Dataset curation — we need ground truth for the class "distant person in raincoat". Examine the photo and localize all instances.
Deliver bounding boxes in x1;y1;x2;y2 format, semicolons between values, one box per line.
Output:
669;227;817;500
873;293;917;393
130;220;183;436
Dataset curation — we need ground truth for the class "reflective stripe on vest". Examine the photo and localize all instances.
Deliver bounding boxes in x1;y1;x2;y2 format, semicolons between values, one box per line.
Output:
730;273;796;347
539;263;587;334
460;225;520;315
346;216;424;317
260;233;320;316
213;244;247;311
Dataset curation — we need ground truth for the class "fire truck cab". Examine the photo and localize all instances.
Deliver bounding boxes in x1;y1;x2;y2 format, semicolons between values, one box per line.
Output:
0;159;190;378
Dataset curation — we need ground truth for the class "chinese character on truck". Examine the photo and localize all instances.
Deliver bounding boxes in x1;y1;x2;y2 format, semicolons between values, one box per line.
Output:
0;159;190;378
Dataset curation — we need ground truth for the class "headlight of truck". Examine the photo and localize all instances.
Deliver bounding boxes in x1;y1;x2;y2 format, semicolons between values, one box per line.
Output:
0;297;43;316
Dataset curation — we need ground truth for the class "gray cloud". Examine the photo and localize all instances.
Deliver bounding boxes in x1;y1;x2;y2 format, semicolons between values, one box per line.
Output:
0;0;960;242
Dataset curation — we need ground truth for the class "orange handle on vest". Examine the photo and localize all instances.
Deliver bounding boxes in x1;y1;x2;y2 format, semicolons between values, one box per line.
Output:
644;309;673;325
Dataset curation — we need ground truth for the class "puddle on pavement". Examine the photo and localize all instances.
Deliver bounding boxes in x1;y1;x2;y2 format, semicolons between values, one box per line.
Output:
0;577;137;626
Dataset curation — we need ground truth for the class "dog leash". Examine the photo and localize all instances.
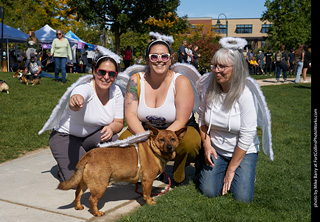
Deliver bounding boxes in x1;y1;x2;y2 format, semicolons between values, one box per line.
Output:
135;172;171;197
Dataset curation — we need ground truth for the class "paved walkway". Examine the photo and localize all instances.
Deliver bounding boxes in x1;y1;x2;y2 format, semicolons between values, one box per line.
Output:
0;78;311;222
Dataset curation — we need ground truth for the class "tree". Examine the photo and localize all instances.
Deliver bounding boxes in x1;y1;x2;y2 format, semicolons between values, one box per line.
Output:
144;12;190;35
172;25;220;73
67;0;180;54
261;0;311;49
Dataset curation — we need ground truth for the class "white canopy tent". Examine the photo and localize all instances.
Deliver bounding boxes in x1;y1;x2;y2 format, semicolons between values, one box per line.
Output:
35;25;78;44
35;24;78;63
0;22;29;71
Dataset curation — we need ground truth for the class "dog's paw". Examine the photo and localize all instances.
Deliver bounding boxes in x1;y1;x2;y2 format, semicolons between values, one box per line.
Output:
94;211;104;217
146;199;156;205
75;205;84;210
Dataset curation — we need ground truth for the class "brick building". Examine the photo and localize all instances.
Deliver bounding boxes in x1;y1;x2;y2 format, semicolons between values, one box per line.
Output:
188;17;271;49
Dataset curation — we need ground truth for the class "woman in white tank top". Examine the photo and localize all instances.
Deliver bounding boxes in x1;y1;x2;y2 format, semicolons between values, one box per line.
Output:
120;32;201;185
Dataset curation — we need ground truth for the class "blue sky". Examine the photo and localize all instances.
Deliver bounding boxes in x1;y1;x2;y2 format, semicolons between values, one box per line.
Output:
177;0;266;19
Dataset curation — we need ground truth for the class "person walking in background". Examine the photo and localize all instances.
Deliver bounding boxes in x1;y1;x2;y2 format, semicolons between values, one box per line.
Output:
293;44;304;83
178;40;187;63
288;49;295;76
51;29;72;84
81;45;88;73
275;45;290;82
302;45;311;83
265;48;272;76
26;31;40;60
257;50;265;75
199;40;259;202
249;56;259;75
123;45;132;70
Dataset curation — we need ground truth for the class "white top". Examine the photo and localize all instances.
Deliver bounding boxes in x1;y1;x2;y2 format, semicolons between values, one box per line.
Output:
199;87;259;157
56;81;124;137
138;73;181;129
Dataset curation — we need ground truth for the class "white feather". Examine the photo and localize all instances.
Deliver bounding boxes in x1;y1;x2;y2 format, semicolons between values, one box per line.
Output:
219;36;247;50
170;63;201;112
197;72;274;161
97;45;121;64
149;32;174;44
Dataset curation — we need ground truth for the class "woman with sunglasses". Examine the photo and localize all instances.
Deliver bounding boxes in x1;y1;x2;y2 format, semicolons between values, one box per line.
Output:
50;29;72;84
120;33;201;186
199;37;259;202
49;55;123;181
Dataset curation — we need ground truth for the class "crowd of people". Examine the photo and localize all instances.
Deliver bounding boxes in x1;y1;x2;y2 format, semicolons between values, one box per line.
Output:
37;32;282;202
178;40;201;69
246;44;311;83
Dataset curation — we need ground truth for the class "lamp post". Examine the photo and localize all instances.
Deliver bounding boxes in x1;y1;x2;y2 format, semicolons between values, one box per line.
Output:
0;6;4;72
216;13;228;36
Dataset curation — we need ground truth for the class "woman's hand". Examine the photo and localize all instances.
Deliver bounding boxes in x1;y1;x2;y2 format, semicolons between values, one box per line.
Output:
222;170;235;195
69;94;84;111
101;126;113;142
203;145;218;167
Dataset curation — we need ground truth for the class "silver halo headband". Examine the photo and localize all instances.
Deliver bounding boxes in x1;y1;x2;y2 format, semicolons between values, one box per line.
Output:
219;36;247;50
96;46;120;65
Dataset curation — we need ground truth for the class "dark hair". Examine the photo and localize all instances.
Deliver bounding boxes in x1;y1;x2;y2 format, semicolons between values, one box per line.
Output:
93;56;120;72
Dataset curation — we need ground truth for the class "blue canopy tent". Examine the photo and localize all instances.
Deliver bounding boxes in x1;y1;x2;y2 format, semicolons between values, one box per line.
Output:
66;31;95;50
0;22;29;70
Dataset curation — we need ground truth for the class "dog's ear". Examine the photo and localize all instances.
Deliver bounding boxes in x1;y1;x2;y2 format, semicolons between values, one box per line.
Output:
175;127;187;140
147;123;159;136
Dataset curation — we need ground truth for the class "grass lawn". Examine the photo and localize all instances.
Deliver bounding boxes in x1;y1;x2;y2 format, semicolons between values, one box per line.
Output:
0;73;311;222
0;72;85;163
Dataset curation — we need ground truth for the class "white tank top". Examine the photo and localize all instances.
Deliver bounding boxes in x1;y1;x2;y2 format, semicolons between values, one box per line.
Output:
138;73;181;129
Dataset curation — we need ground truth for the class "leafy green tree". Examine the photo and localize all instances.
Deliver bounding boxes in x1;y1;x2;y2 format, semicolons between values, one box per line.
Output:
261;0;311;49
67;0;180;54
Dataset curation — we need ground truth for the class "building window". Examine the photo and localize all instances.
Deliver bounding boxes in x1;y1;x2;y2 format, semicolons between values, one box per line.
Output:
236;25;252;33
261;24;272;33
212;25;227;34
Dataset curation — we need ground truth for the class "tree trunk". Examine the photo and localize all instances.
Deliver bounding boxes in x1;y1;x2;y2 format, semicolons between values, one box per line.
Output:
114;23;121;55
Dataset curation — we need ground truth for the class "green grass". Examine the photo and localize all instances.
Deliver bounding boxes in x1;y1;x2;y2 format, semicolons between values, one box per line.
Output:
0;73;85;163
0;73;311;222
121;84;311;222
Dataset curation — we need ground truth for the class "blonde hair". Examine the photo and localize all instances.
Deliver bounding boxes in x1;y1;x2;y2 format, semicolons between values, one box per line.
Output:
205;48;249;110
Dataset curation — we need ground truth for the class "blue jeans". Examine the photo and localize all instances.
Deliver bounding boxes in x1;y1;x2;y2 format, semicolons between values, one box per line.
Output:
199;153;258;202
53;57;67;82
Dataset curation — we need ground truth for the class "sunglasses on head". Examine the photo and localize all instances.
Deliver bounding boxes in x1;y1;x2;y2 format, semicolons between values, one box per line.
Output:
149;53;170;62
97;69;118;79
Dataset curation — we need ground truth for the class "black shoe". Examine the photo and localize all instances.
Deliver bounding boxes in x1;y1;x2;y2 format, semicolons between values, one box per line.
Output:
171;177;190;188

[Directions] Find each line in the rows above that contains the word "tree", and copy every such line in full.

[Solution for this task]
Dataset curation — we need ground truth for the class "tree". Examine the photo and localize all instances.
Dataset curation — we need ground truth for the class "leafy green tree". Examine the photo and localize all instances.
Dataset curation — we need ground truth for the class "tree trunk". Examine the photo and localize all instances.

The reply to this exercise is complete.